- [Your instructions]:
Rewrite every line of the material below, shifting each point coordinate by -49 and leaving all other text unchanged.

Entries drawn from a collection:
_ _ _ _ _
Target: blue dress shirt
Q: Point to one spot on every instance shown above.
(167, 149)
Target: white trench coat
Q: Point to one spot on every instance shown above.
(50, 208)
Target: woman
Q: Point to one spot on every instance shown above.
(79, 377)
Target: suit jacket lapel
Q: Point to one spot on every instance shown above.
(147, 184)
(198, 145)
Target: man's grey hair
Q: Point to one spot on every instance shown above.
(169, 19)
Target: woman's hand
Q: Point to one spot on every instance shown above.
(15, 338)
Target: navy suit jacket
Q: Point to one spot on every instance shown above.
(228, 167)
_ _ _ _ _
- [Exercise result]:
Target: blue dress shirt
Q: Point to one spot on every instance shown above.
(118, 100)
Target: white trench coat
Q: Point to one spot on every instance shown above.
(1, 159)
Target: woman
Q: Point to one spot on every instance shown above.
(30, 328)
Target: suit jacket lapel
Q: Point to one spot on every instance shown above.
(98, 135)
(149, 96)
Target: man's grey hair
Q: Point to one spot on every instance shown above.
(120, -30)
Target: woman's hand
Q: Point to one spot on every instance shown above.
(-34, 289)
Target: navy suit jacket
Q: Point to one spot on every instance shown above.
(179, 118)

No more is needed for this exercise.